• WHAT YOU ARE ASKED TO DO: Reproduce, word for word, the passage of the text on Airbnb's new features below that begins with the words "6. Long-term stays" and ends with "how much exactly).".

• TEXT:
----

3. Two-minute response time from customer service while traveling
For customers who run into problems during a trip, Airbnb is making it a goal to answer 90 percent of calls to its 24/7 support team within a two-minute window. To find the number for this, go to trips tab, then click tab help, and you can call or message Airbnb about any urgent issues—like not being able to get into your listing—during your trip.
4. Airbnb Rooms
Airbnb started in 2007, when Chesky and his cofounder Joe Gebbia welcomed three guests to stay with them at their San Francisco apartment. To get back to the roots of the company—staying with a host and experiencing a city like a local, with a local—Airbnb just launched a new curated category of private rooms within a host’s home. (You can find this on its homepage alongside other categories it introduced last year like Tiny Homes, Castles, and OMG!)
“With Airbnb Rooms we’re getting back to the idea that started it all,” Chesky said. “People are back at the center of Airbnb.” In addition to reconnecting with people after years of pandemic-induced self-isolation, the other perk of Airbnb Rooms is that they’re very affordable (the average nightly rate of a private room on Airbnb is just $67).
To prove his dedication to refocusing the company on this core concept, Chesky once again listed a room in his San Francisco home on the platform (something he first did last fall to demonstrate the ease and value of listing a private room).
5. Safety features and new “Host Passports”
For more people to stay in Airbnb Rooms, Chesky said he knows “they need to be comfortable staying with hosts.” There are existing security measures like verifying identities of every single guest and host on Airbnb via government ID and a 24/7 safety line. When setting up listings, hosts will also be asked if they have a lock on the private room door—if they don’t, it will be mentioned in the listing.
In addition to a host’s ratings, superhost status, and information on how long they’ve been hosting, a new Host Passport feature offers a more extensive bio to help potential guests get a better idea if they’ll be compatible with hosts during their stays. In addition to basic information like what decade they were born in, if they have pets, and what languages they speak, the Host Passport also includes fun details like their favorite song in high school and what they’d call their biography if they had one.
6. Long-term stays
To adapt to a new world where many people aren’t attached to offices, Airbnb is also expanding beyond short-term rentals to focus on stays of a month or longer. (Chesky pointed out that at least a fifth of Airbnb’s business is longer than a month now.) Users can find a new tab called “months,” where they can search for listings available from one month up to a year. They can now pay by month in installments and directly via a bank account (which removes credit card processing fees). In the fourth month, Airbnb will also “significantly lower” its guest service fees (but didn’t mention by how much exactly).

----

• DATASET CONTENT:
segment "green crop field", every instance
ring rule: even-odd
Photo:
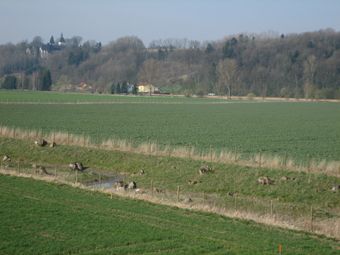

----

• EXERCISE SOLUTION:
6. Long-term stays
To adapt to a new world where many people aren’t attached to offices, Airbnb is also expanding beyond short-term rentals to focus on stays of a month or longer. (Chesky pointed out that at least a fifth of Airbnb’s business is longer than a month now.) Users can find a new tab called “months,” where they can search for listings available from one month up to a year. They can now pay by month in installments and directly via a bank account (which removes credit card processing fees). In the fourth month, Airbnb will also “significantly lower” its guest service fees (but didn’t mention by how much exactly).